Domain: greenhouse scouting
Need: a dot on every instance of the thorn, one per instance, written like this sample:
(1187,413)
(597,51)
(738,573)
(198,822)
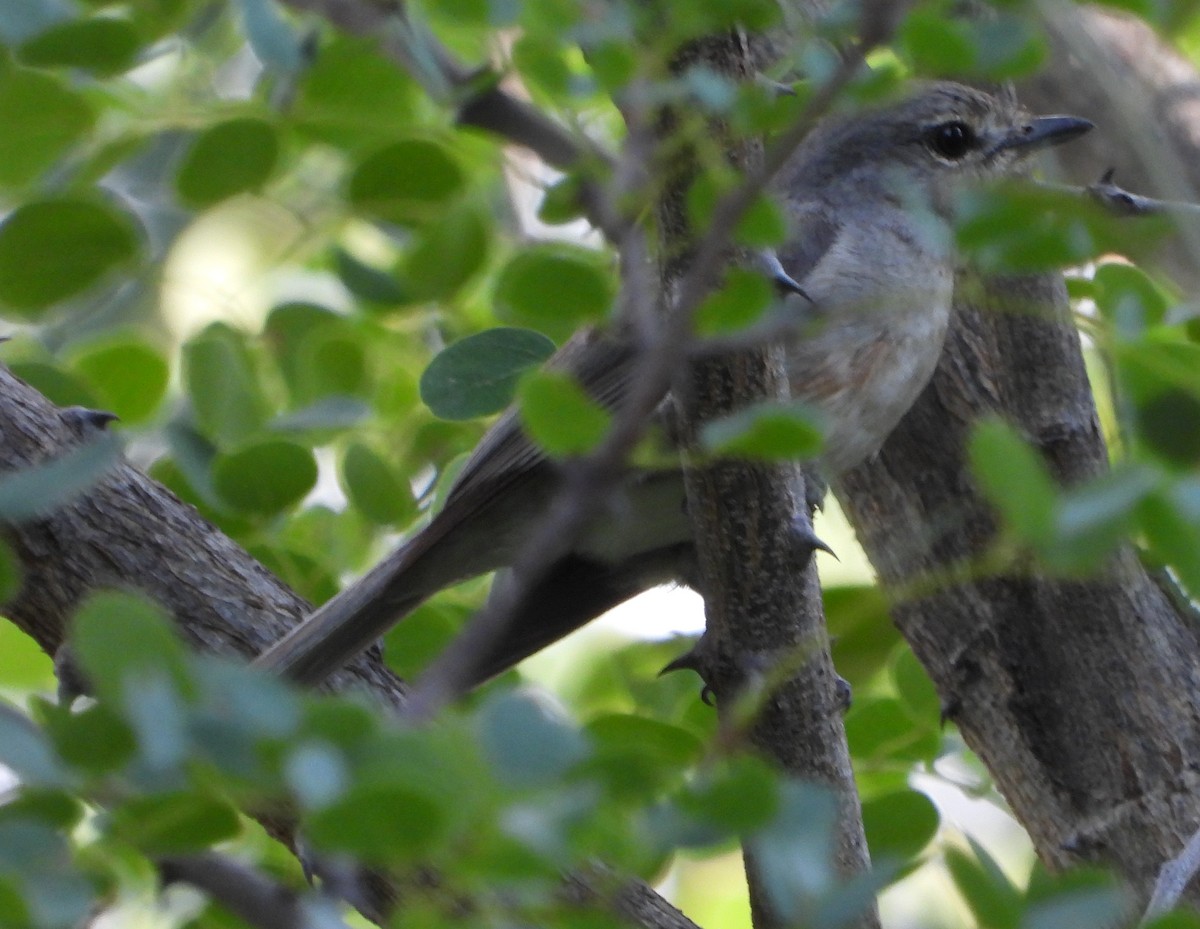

● ● ● ●

Since the pictures are not wanted, transcribe the rest of the listing above exactly.

Domain: greenhouse scouting
Need: a dot on every instance of the thorn, one per instance, written like this sample:
(1187,413)
(597,51)
(738,573)
(198,822)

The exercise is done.